>> Begin Information provided
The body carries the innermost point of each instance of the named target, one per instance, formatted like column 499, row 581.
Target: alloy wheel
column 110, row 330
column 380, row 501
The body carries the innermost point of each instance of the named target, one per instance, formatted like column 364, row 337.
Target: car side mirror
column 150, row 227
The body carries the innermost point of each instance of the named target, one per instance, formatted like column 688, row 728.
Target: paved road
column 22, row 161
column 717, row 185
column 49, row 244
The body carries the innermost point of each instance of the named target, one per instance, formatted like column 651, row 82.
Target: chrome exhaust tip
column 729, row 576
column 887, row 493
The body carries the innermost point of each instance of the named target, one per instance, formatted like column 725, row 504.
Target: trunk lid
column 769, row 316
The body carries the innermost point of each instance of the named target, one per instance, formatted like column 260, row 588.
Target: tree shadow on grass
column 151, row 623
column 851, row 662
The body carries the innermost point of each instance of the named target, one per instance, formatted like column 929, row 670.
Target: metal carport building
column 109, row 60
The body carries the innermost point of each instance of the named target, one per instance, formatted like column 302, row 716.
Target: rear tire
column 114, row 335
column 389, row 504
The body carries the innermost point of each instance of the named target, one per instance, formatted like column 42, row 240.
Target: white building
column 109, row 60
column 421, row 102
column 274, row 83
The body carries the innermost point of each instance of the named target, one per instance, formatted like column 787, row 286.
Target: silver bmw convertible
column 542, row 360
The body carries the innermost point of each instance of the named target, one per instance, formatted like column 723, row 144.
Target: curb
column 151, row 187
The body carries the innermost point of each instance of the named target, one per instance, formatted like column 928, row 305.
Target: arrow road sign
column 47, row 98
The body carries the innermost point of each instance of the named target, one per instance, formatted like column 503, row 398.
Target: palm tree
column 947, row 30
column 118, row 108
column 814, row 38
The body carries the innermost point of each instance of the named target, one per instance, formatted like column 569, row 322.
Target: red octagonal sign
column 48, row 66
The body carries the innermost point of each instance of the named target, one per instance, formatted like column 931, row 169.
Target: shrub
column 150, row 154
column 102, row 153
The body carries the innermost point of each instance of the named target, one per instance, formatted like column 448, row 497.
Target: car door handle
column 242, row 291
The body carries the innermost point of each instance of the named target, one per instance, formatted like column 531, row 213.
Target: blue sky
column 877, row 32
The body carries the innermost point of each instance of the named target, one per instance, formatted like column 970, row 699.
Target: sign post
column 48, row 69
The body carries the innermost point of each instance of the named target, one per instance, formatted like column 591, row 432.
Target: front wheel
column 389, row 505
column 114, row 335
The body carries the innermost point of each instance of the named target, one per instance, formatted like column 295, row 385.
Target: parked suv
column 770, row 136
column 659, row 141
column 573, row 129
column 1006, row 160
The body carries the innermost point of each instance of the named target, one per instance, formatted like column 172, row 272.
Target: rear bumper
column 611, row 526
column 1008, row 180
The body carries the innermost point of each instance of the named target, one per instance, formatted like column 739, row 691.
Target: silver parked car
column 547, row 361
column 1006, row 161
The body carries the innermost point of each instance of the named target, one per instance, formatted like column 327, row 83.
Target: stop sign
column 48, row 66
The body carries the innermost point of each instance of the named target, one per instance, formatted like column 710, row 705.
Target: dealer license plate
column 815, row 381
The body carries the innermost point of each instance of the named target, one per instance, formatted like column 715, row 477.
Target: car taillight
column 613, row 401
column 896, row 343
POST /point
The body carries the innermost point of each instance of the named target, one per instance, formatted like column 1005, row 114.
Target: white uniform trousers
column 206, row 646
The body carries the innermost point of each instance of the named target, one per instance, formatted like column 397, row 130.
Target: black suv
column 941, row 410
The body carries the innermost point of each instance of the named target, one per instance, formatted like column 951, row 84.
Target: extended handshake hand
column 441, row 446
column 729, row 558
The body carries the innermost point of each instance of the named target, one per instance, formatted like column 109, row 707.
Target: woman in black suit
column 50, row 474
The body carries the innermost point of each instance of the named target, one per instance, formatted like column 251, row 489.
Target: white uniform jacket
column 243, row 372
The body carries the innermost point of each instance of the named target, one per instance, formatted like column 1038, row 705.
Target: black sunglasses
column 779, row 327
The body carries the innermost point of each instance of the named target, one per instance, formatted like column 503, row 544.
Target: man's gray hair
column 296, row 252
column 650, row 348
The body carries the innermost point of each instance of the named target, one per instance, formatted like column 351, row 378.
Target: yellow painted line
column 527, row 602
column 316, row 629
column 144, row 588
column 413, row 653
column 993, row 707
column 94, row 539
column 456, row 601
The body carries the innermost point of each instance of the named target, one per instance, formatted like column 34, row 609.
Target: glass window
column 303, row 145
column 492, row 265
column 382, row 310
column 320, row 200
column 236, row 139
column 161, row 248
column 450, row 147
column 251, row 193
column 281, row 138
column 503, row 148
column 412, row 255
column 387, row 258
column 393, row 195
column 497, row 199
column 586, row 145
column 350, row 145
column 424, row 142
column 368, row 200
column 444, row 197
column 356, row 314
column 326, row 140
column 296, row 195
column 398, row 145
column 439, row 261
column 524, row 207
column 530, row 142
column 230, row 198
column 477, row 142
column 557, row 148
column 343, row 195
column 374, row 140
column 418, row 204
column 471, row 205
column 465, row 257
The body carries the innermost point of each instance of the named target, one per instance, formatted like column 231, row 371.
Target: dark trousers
>> End Information provided
# Task to complete:
Please write out the material again, starting with its first line and going on through the line with "column 389, row 504", switching "innermost point" to "central point" and leaving everything else unchanged.

# Response to the exercise:
The body carries the central point of each instance of the named target, one per instance, formatted like column 499, row 581.
Target: alloy wheel
column 110, row 330
column 380, row 501
The body carries the central point of each instance of the named target, one per instance, formatted like column 364, row 337.
Target: car side mirror
column 150, row 227
The body carries the central point of each instance of the named target, one per instance, formatted like column 688, row 728.
Target: paved road
column 22, row 161
column 717, row 185
column 49, row 244
The body carries the central point of each instance of the named target, one per instance, formatted like column 651, row 82.
Target: chrome exhaust tip
column 729, row 576
column 887, row 493
The body carries the central point of each instance of the named target, one per instance, formatted like column 725, row 504.
Target: trunk lid
column 769, row 316
The body carries the central point of each instance of the named target, one per instance, formatted like column 260, row 588.
Target: tree shadow on grass
column 151, row 623
column 851, row 662
The body carries the central point of each instance of the named target, one per instance, formatted like column 929, row 670.
Target: metal carport building
column 109, row 60
The body carries the central point of each instance of the named target, one per instance, formatted like column 302, row 716.
Target: rear tire
column 114, row 335
column 389, row 504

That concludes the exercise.